TASK BRIEF :: Of the lines in the listing below, count those containing "Indicate". Provide the count and nothing else.

◆ ◆ ◆ ◆

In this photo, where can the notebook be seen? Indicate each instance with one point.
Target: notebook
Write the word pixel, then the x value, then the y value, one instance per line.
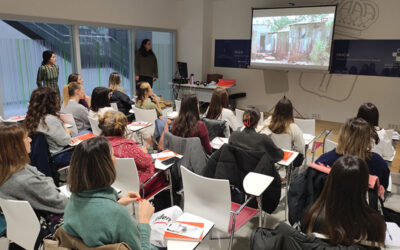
pixel 82 138
pixel 183 230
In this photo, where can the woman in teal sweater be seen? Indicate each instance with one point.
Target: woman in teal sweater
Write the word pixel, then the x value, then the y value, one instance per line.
pixel 94 212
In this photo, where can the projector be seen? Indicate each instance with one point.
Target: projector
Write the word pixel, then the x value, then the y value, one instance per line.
pixel 354 16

◆ ◆ ◆ ◆

ANSWER TO THE PROBLEM :: 3